• _Stated task_
Report each line in the entries below that contains the string "falcon", copying every such line in full.

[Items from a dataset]
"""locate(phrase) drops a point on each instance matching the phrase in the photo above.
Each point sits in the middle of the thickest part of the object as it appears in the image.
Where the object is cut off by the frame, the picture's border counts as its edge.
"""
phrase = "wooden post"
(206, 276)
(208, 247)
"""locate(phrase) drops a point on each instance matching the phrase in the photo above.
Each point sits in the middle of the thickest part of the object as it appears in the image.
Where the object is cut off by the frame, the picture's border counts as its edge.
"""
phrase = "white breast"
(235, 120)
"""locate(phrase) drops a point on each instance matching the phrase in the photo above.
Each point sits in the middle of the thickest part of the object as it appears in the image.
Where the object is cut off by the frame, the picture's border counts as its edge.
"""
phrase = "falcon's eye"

--

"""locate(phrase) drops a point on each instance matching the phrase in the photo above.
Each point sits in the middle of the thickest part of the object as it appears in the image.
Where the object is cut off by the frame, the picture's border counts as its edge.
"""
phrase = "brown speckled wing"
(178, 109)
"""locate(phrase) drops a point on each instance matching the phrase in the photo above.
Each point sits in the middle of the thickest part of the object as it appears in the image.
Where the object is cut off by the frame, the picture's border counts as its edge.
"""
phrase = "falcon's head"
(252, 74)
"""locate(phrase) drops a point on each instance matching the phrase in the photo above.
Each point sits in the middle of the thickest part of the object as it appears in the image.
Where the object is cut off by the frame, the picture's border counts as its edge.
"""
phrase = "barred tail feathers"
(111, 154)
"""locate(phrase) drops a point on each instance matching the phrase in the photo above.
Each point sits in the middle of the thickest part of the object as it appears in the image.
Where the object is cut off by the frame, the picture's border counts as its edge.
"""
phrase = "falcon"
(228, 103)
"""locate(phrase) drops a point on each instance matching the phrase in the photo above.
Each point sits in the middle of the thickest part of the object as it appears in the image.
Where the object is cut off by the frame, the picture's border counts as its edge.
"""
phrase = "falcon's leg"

• _Written response_
phrase = "falcon's eye"
phrase = "falcon's head"
phrase = "falcon"
phrase = "falcon's leg"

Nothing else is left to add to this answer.